Problem statement >>
Swap "rough mask" for "coarse mask" in the lines from the line with "In each <instance>" to the line with "318L447 278L411 284L326", leaving everything else unchanged, and give back only those lines.

Start of Records for the task

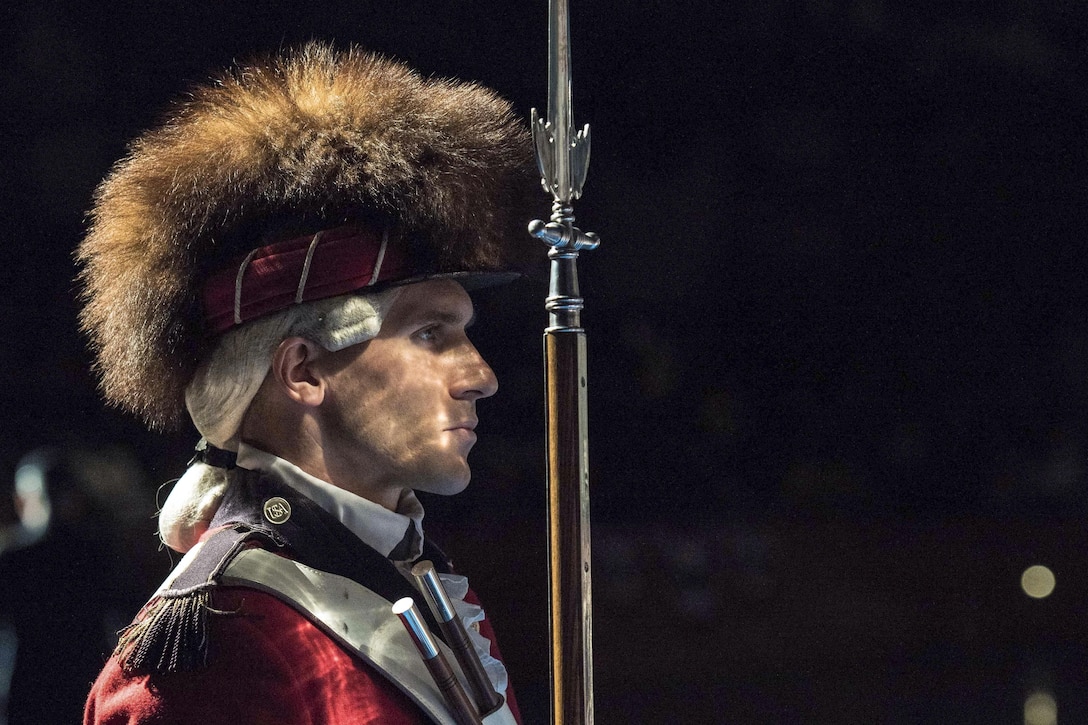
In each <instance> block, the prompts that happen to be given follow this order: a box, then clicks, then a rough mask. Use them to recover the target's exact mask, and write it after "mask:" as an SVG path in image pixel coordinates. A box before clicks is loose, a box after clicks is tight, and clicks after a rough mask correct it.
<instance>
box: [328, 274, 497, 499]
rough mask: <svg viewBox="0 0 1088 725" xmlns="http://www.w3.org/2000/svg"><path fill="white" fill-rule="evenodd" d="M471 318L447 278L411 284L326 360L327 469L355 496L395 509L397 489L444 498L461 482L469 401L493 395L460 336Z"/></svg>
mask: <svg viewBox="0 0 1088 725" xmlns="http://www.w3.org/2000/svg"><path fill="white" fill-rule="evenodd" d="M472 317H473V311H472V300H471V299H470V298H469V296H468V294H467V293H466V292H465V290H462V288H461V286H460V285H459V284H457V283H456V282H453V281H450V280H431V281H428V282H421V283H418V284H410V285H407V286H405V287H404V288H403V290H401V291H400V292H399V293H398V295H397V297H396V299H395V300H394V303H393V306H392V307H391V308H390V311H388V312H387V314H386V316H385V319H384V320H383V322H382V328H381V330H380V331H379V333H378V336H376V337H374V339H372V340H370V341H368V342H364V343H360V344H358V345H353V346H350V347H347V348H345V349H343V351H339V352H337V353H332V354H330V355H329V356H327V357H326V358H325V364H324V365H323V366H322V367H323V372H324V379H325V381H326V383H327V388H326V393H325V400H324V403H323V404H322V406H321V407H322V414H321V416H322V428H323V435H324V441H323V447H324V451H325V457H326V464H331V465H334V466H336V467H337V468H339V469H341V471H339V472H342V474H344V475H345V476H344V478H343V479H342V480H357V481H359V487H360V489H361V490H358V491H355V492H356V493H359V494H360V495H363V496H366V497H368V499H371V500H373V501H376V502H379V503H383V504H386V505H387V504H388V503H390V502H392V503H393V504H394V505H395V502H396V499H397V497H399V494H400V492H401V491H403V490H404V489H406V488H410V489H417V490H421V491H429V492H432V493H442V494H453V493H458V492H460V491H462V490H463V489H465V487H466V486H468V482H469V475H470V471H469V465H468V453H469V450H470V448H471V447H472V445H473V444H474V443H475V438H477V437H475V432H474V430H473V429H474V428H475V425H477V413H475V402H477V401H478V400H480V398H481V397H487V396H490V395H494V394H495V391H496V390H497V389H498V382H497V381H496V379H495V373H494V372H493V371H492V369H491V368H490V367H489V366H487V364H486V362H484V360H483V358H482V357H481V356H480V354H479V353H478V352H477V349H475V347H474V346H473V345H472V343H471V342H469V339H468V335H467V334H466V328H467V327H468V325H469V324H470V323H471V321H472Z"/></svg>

End of Records for the task
Start of Records for the task

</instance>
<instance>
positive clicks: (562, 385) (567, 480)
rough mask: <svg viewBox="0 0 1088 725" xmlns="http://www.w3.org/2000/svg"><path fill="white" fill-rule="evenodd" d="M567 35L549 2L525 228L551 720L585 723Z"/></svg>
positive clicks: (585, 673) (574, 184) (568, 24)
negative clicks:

End of Records for the task

Written reply >>
In each <instance> block, the prompts that happen to be given follow this order: a box, then clicks, then a coarse mask. Use them to recover the target's exact mask, and write it after "mask:" as an SVG path in image pixel coordinates. A box before clicks is loose, a box after clicks is tight, and clicks after a coarse mask correct it.
<instance>
box: [328, 274, 497, 499]
coarse mask: <svg viewBox="0 0 1088 725" xmlns="http://www.w3.org/2000/svg"><path fill="white" fill-rule="evenodd" d="M471 318L447 278L411 284L326 360L327 469L355 496L395 509L397 489L444 498L461 482L469 401L493 395L460 336Z"/></svg>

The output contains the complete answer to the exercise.